─── Auszug ───
Nein, mit Sicherheit nicht! Anstand und Respekt würden jeden halbwegs vernünftigen Menschen davon abhalten, Betroffene mit solchen Aussagen zu konfrontieren. Nun möchte ich mein Schicksal sicherlich nicht mit dem eines Rollstuhlfahrers, Obdachlosen oder hungerndem Kind vergleichen, natürlich geht es denen um ein unbeschreiblich vielfaches schlechter. Ich möchte aber das Prinzip dahinter verdeutlichen mit der Frage, warum bei uns Musikern eigentlich alles erlaubt ist?
───
Aufgabe 1: Gib aus dem Text über Musiker den Abschnitt wortgetreu wieder. Fang bei der Stelle mit „Nein, mit Sicherheit“ an und hör nach „alles erlaubt ist?“ auf.
Aufgabe 2: Was würde laut dem Text über Musiker jeden halbwegs vernünftigen Menschen davon abhalten, Betroffene mit solchen Aussagen zu konfrontieren?
Aufgabe 3: Schreib den Text über Musiker im Anschluss an seinen letzten Satz weiter.
─── Bereitgestelltes Material ───
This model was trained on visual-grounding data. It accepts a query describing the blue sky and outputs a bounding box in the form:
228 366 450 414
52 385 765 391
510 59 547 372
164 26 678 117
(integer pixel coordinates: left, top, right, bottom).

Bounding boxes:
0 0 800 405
───
─── Bereitgestelltes Material ───
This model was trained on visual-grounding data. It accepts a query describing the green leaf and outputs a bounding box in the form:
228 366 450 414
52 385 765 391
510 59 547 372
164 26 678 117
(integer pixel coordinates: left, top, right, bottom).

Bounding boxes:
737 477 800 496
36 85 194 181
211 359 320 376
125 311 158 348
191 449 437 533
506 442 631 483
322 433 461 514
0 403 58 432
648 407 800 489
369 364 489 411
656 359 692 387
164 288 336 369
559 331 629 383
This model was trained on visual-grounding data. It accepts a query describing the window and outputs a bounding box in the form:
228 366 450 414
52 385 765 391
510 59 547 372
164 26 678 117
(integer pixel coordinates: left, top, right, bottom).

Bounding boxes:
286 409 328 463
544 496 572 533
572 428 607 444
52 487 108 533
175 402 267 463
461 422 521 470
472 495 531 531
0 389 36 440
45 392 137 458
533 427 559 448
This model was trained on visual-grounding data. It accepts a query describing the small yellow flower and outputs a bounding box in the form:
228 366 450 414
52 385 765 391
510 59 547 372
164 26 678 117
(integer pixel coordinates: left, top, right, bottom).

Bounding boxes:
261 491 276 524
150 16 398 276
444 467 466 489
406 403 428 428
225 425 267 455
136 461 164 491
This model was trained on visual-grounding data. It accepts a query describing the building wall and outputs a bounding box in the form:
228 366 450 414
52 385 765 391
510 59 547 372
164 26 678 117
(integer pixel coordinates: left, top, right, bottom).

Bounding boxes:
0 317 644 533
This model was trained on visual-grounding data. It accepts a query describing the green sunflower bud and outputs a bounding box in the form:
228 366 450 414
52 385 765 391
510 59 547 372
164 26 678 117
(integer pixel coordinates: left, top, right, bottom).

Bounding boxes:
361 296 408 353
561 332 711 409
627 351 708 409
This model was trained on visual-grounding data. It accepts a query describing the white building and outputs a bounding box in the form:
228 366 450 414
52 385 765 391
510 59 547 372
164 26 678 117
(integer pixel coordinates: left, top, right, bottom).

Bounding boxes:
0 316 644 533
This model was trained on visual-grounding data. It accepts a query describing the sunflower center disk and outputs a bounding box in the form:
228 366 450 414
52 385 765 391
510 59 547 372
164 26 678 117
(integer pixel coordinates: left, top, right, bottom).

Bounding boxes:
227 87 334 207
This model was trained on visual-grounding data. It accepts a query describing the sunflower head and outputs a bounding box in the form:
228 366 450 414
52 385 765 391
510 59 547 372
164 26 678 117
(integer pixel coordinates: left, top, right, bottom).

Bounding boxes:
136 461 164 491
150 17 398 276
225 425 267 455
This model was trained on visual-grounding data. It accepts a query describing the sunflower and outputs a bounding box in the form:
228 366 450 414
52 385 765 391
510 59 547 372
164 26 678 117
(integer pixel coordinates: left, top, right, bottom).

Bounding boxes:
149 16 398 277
───
Lösung 1:
Nein, mit Sicherheit nicht! Anstand und Respekt würden jeden halbwegs vernünftigen Menschen davon abhalten, Betroffene mit solchen Aussagen zu konfrontieren. Nun möchte ich mein Schicksal sicherlich nicht mit dem eines Rollstuhlfahrers, Obdachlosen oder hungerndem Kind vergleichen, natürlich geht es denen um ein unbeschreiblich vielfaches schlechter. Ich möchte aber das Prinzip dahinter verdeutlichen mit der Frage, warum bei uns Musikern eigentlich alles erlaubt ist?

Lösung 2: Anstand und Respekt.

Lösung 3:
Meine persönliche Vermutung dazu: Für die meisten Menschen gilt unsere Situation immer noch als selbst verschuldet. Selbst verschuldet in sofern, dass uns ja niemand gezwungen hat, so etwas „unsicheres“ wie Musiker zu werden. Bei den oben genannten Beispielen ist das anders, diese Menschen können nichts für ihre Situation. Wer sucht sich schon aus wo er geboren wird? Der Künstler hätte aber etwas anderes machen können, etwas vernünftiges, etwas solides. Dies bekomme ich aktuell auch überall geraten: Sattel doch um, geh einfach Arbeiten, such dir was mit festem Einkommen.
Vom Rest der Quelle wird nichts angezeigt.